Data items:
START

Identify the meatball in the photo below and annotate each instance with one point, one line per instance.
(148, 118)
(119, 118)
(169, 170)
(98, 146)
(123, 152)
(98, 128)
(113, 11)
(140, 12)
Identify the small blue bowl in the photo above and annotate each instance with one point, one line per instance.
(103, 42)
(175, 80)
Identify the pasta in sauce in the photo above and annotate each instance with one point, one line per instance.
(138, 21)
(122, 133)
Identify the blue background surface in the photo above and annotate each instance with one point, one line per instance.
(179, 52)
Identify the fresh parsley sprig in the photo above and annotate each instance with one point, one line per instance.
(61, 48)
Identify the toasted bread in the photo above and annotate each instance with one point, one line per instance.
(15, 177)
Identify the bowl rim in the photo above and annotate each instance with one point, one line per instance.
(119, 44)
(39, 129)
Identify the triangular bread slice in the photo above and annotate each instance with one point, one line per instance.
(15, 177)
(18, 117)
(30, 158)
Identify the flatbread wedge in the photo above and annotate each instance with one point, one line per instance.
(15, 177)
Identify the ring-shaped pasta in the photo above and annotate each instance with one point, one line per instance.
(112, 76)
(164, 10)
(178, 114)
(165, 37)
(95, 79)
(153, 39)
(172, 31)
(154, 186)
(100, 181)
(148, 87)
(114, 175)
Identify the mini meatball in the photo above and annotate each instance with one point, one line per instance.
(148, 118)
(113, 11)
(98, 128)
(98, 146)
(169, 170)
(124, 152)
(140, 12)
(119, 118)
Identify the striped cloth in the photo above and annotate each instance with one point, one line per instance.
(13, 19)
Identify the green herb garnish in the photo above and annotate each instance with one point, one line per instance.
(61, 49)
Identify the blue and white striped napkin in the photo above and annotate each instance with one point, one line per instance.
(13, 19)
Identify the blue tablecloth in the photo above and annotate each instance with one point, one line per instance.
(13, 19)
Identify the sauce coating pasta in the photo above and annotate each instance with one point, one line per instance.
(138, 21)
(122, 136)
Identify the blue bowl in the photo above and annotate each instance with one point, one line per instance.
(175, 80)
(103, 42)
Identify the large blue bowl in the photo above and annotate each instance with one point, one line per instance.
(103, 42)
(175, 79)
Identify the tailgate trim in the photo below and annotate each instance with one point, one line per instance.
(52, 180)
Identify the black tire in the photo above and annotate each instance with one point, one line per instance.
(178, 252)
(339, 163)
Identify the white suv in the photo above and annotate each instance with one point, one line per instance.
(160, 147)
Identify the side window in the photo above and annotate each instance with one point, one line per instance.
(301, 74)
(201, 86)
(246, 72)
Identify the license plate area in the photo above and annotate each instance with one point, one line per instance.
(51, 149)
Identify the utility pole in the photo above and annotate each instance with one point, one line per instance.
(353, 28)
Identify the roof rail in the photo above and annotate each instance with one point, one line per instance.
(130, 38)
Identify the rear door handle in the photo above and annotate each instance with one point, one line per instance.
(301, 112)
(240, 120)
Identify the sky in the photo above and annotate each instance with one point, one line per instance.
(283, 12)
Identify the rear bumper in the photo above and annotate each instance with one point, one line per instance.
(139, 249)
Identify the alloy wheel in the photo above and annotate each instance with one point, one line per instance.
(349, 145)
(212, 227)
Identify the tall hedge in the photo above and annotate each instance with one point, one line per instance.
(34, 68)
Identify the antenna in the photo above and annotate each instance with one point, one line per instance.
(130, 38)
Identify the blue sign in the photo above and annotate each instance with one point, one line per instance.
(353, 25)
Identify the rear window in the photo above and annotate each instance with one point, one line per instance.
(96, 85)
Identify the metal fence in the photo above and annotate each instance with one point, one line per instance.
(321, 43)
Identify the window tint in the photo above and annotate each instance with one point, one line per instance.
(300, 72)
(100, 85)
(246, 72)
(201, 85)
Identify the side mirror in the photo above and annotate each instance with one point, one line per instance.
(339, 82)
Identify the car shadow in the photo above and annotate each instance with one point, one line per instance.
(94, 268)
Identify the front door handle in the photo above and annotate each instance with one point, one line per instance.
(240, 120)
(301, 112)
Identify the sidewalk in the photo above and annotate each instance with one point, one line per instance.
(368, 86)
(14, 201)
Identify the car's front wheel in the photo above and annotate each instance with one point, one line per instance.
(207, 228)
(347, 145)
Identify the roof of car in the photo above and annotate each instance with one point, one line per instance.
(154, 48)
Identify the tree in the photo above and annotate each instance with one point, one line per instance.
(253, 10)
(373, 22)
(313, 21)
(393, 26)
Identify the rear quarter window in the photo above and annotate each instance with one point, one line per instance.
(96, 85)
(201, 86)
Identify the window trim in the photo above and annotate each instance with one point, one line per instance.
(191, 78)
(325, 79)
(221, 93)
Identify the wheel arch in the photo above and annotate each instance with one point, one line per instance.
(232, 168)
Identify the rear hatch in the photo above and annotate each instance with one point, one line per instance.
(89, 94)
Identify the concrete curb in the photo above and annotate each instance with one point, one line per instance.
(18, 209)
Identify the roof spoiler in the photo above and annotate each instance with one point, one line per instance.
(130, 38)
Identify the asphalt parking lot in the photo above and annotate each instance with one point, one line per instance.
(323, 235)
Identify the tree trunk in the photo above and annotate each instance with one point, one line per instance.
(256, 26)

END

**Exercise**
Reproduce verbatim the lines of the records from the line containing "Identify the rear hatch" through the last line of the records, both included.

**Exercise output**
Identify the rear hatch in the photo above and annotate each instance with one point, one line per instance.
(89, 94)
Identify the concrete curb in the photo above and annotate each instance with one point, one line per instance.
(18, 209)
Identify the roof spoiler in the photo above and annotate each instance with one point, one line per instance.
(130, 38)
Identify the asphalt parking lot in the photo above and annotate each instance with one point, one line per instance.
(323, 235)
Identify the tree trunk in the photo above and annotate each instance with one point, one line per instance.
(256, 26)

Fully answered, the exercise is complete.